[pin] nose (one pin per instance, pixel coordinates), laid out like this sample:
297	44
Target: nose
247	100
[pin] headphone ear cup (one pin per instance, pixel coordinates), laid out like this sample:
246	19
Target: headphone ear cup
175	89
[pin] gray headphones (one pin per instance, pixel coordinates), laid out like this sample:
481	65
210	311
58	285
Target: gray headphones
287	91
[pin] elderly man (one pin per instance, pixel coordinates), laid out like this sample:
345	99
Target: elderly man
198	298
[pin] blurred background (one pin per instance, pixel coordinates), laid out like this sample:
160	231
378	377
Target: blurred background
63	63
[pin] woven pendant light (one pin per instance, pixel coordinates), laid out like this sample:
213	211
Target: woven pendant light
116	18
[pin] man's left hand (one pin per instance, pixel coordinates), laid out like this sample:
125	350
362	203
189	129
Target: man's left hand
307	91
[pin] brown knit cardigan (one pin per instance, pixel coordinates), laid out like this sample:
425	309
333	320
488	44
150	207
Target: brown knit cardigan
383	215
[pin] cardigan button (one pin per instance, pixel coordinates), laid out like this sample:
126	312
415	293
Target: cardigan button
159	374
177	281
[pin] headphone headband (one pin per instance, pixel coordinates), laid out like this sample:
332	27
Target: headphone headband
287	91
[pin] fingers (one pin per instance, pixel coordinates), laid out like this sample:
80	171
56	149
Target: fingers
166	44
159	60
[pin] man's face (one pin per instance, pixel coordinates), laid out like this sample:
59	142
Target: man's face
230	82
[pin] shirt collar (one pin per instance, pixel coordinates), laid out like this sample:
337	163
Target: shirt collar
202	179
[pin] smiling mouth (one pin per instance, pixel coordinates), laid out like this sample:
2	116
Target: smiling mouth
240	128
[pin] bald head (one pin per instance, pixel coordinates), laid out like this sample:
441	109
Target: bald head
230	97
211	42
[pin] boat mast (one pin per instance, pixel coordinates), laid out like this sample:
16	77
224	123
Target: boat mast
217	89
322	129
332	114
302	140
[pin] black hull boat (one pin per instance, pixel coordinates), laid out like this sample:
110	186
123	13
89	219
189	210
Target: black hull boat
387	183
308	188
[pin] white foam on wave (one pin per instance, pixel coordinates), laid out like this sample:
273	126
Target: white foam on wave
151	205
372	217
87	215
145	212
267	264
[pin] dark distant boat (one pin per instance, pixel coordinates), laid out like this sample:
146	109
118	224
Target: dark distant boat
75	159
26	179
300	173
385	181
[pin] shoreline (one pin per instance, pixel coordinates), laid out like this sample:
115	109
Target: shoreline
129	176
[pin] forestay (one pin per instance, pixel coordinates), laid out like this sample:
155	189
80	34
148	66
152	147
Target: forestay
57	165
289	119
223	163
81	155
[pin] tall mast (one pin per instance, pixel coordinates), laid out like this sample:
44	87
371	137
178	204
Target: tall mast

- EXERCISE TASK
Copy everything from the line containing "[pin] shoreline (one" down to the end of the listing. Shift each answer pixel coordinate by -53 and leave all other lines as they are.

- RESPONSE TO THE TASK
[pin] shoreline (one pin per instance, pixel coordinates), laid out like this sample:
115	109
Target: shoreline
76	123
[pin] forestay (one pin per instance, pixel coordinates), laid out like this sample:
155	189
80	34
148	66
152	147
Target: forestay
4	112
236	66
170	110
28	102
[pin] tall mast (one pin per instance, pixel coordinates), laid out like this sample:
44	87
371	137
178	204
Target: tall mast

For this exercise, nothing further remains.